> Your instructions: Once the line with "306L1497 298L1714 379L1763" is found in the data, output it and each following line exactly, up to and including the line with "positive clicks: (1752, 238) (1640, 205)", and nothing before or after.

> Task material:
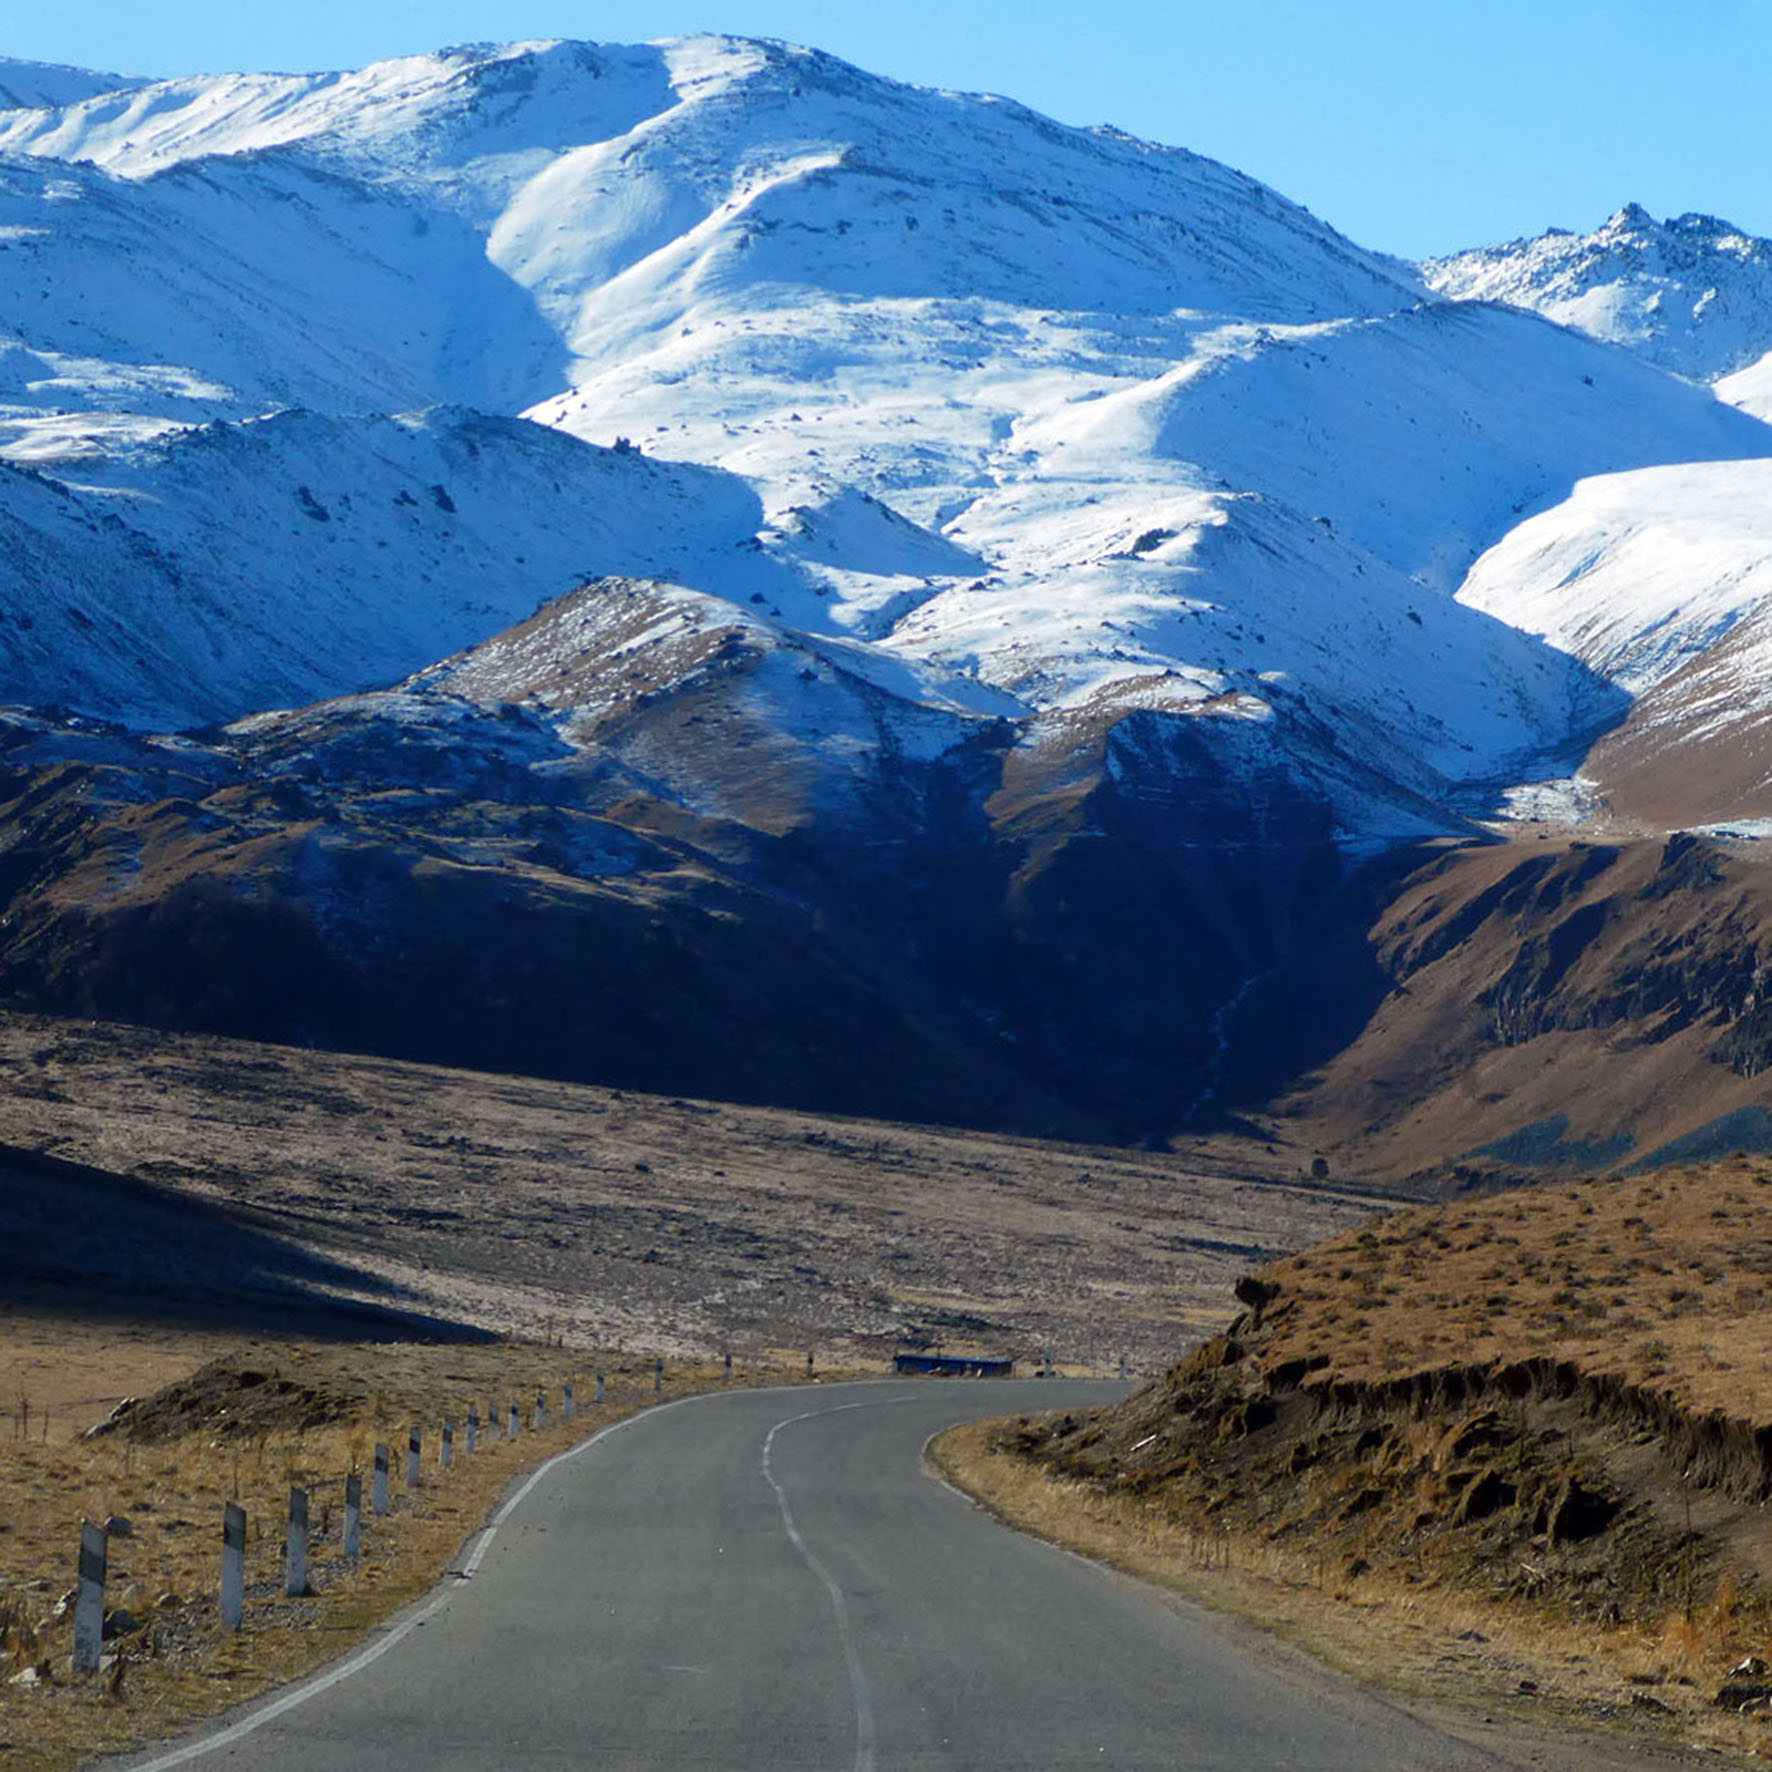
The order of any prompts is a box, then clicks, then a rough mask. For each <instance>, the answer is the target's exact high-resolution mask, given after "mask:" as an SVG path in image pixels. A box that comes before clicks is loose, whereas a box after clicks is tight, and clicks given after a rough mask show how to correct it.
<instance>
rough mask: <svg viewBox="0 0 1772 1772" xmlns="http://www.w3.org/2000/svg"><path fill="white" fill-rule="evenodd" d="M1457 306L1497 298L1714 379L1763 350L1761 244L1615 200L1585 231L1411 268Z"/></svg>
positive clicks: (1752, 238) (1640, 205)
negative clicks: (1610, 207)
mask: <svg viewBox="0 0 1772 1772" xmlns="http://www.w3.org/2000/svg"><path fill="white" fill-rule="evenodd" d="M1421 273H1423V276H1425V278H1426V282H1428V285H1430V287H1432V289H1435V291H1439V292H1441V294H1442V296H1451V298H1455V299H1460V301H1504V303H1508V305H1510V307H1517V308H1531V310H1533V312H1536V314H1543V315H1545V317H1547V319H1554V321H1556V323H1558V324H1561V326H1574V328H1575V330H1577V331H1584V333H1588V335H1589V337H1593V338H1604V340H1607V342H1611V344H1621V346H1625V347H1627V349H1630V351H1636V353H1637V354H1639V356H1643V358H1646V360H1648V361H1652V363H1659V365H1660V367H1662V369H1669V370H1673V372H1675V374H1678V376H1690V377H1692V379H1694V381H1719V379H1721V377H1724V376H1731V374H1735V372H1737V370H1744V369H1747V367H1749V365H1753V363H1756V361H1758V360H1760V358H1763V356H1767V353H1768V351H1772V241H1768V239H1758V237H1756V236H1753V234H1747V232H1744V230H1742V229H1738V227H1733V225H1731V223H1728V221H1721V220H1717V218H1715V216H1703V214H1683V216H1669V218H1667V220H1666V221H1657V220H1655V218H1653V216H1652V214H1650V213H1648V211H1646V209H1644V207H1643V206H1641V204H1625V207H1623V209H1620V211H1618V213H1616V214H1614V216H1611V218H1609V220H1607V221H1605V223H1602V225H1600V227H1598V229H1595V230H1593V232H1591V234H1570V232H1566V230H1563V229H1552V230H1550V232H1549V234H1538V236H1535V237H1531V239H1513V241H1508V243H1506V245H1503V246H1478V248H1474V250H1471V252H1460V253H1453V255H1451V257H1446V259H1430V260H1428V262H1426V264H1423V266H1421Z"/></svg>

---

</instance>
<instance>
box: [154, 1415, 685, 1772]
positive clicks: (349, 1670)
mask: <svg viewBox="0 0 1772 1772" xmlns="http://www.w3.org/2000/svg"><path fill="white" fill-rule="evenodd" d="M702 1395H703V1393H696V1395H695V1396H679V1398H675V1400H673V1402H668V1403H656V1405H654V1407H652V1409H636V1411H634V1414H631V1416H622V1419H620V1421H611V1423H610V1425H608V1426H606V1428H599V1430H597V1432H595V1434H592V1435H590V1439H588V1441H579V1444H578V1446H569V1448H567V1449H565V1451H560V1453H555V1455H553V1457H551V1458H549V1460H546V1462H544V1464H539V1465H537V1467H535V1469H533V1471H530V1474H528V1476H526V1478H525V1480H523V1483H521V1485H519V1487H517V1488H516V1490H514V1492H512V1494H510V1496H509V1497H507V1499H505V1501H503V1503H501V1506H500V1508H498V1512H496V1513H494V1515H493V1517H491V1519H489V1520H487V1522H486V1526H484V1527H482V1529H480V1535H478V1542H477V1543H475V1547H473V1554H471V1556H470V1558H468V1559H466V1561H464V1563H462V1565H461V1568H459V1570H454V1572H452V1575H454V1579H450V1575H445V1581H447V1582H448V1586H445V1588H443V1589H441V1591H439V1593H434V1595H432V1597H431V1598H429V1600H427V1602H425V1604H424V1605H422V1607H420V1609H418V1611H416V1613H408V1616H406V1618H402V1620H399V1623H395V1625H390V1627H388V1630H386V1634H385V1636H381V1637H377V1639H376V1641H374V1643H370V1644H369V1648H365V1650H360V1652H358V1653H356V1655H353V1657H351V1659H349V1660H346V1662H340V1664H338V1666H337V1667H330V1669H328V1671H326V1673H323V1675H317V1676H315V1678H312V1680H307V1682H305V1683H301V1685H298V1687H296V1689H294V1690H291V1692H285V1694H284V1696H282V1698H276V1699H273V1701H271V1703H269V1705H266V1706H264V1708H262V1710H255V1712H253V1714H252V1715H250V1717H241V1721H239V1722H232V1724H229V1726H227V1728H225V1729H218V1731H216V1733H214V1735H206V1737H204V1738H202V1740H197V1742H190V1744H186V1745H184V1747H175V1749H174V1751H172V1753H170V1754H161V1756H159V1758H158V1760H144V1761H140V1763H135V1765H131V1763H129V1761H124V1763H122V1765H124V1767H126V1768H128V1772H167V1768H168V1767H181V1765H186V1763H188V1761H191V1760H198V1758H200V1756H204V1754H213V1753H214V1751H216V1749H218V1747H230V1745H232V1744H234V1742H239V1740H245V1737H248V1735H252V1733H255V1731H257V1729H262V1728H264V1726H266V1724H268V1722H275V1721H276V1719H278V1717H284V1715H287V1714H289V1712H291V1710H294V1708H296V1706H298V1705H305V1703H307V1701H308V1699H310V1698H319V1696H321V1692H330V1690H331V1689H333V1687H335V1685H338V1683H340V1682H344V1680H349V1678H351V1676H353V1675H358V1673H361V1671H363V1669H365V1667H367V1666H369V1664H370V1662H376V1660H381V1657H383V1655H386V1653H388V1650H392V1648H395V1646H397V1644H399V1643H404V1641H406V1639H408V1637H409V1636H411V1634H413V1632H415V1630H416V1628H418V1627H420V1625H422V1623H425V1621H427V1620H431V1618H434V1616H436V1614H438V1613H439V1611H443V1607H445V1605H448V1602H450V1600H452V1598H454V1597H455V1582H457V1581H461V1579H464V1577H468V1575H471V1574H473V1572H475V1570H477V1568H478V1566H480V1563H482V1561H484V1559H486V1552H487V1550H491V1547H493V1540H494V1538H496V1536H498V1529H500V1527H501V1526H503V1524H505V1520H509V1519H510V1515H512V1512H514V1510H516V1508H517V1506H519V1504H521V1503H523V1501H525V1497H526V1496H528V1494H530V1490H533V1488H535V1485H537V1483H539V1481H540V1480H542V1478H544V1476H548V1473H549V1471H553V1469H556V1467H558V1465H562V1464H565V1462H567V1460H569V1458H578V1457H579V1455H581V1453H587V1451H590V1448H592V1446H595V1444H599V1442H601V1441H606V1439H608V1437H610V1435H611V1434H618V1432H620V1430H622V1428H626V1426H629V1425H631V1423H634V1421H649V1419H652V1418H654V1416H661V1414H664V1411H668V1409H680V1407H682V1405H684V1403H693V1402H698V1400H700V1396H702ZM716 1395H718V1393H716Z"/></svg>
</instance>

==

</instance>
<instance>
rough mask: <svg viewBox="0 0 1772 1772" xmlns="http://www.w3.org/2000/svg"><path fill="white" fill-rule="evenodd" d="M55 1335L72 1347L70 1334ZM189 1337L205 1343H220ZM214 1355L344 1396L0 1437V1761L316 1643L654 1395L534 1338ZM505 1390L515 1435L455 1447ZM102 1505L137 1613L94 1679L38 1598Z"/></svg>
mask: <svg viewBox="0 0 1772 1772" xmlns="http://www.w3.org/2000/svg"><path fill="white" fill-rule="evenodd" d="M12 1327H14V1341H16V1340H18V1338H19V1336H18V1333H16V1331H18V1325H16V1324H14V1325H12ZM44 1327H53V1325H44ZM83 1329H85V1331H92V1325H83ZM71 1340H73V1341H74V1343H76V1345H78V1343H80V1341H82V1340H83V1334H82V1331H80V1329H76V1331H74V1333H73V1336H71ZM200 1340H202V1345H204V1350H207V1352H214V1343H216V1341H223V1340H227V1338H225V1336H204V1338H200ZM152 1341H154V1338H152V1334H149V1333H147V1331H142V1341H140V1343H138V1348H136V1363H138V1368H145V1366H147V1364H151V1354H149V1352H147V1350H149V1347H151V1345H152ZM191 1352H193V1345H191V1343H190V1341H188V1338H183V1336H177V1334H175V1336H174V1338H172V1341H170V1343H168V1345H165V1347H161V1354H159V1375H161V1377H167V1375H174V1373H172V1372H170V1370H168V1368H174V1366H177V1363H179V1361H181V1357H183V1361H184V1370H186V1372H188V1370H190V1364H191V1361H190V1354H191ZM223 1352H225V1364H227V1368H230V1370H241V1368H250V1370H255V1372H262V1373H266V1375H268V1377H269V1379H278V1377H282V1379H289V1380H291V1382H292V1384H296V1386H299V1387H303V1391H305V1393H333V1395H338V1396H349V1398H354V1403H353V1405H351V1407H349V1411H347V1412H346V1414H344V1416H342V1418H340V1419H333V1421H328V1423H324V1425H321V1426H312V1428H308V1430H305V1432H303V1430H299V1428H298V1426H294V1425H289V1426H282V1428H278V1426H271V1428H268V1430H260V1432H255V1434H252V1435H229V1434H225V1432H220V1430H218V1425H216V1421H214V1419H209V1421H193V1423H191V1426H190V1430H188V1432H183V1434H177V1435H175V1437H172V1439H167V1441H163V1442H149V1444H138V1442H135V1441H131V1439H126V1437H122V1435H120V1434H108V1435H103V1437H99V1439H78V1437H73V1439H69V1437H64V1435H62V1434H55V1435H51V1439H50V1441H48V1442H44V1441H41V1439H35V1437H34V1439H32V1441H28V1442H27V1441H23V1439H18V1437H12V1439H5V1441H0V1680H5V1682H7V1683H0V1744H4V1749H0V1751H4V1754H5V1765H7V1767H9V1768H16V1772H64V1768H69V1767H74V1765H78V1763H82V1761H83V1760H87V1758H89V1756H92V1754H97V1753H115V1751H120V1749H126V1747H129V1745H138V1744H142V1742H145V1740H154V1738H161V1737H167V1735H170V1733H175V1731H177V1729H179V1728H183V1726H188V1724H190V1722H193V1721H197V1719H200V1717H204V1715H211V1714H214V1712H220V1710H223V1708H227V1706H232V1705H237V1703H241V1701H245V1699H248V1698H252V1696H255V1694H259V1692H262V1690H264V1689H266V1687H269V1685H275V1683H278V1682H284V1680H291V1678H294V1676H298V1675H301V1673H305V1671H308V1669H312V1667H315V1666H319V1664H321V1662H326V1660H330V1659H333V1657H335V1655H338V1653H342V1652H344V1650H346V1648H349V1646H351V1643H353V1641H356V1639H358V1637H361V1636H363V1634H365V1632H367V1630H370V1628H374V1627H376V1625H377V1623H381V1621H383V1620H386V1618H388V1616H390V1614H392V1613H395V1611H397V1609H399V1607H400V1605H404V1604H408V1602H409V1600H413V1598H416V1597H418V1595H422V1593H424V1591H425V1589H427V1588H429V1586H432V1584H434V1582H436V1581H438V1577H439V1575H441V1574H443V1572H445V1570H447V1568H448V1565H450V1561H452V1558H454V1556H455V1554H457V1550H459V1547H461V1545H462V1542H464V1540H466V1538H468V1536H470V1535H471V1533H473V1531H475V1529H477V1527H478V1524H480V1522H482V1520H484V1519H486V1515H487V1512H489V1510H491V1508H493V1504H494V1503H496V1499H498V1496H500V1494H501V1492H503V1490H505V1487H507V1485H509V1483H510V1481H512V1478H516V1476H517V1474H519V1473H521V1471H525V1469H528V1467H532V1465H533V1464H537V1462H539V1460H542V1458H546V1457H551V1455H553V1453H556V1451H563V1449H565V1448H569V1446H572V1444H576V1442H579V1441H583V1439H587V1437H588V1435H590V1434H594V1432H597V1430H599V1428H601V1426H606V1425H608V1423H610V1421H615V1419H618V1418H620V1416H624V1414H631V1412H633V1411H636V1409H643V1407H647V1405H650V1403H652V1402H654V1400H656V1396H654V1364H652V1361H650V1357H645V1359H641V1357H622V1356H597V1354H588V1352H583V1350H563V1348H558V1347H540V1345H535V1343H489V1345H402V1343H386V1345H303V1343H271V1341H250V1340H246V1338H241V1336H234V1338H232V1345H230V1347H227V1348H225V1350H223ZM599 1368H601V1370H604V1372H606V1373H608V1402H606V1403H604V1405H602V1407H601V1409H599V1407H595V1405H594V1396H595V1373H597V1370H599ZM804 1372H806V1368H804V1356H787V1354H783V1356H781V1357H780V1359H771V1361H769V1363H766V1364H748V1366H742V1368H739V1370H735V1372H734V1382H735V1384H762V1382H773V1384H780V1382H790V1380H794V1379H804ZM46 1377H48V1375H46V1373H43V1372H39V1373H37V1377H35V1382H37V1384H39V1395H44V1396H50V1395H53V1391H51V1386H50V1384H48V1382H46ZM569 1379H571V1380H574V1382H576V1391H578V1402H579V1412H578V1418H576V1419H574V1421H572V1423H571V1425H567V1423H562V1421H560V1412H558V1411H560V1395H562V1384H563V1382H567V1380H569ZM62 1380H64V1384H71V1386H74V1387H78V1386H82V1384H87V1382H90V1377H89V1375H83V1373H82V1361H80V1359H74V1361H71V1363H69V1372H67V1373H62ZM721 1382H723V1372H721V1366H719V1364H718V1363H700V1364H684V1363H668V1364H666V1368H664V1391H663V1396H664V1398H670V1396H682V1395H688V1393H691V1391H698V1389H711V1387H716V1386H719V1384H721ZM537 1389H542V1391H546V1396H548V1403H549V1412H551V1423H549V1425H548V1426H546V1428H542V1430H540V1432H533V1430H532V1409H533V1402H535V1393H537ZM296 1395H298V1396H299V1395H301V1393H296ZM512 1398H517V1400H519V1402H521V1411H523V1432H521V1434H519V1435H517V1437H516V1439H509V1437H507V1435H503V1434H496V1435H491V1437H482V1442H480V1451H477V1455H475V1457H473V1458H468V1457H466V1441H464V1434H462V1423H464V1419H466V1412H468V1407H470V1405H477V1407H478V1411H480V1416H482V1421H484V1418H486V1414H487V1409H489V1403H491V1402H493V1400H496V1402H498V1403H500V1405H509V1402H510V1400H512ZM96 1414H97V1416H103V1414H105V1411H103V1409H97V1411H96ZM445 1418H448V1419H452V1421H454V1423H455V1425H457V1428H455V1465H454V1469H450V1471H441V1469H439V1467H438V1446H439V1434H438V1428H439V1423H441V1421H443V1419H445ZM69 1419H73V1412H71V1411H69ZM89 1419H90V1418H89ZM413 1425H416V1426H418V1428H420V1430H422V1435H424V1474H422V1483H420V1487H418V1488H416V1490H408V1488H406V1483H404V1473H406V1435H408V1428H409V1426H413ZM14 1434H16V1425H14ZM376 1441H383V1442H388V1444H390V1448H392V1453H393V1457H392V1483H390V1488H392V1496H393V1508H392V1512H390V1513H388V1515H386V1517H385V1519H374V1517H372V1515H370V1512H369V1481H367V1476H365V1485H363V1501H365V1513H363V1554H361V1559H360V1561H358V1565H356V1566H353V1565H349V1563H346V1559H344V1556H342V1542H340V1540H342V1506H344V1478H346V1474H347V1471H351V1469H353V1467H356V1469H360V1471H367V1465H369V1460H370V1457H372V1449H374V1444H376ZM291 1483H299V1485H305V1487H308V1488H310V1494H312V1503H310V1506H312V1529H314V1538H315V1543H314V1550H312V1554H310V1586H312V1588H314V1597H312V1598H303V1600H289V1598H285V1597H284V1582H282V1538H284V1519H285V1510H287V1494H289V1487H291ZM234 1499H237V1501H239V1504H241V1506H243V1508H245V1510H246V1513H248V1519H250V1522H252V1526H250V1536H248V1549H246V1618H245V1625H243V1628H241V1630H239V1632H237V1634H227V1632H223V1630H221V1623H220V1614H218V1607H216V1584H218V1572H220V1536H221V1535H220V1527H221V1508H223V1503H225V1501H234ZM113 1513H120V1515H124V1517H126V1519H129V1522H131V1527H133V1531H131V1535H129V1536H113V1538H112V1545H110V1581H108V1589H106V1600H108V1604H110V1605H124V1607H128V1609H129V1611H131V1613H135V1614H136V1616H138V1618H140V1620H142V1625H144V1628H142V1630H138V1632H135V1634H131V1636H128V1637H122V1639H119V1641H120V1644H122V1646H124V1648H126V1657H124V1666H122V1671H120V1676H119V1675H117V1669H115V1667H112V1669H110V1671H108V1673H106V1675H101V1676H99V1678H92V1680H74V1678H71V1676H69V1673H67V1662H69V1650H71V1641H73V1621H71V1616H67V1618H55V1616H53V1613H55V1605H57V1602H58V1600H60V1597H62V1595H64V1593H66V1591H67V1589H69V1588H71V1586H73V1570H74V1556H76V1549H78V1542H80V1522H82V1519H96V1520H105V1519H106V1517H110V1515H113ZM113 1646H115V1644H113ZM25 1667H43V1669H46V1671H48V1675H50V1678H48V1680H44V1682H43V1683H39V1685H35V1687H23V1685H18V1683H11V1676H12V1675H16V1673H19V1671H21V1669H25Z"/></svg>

> The completed task:
rough mask: <svg viewBox="0 0 1772 1772" xmlns="http://www.w3.org/2000/svg"><path fill="white" fill-rule="evenodd" d="M1457 306L1497 298L1714 379L1763 350L1761 244L1615 200L1585 231L1411 268Z"/></svg>
positive clicks: (1752, 238) (1640, 205)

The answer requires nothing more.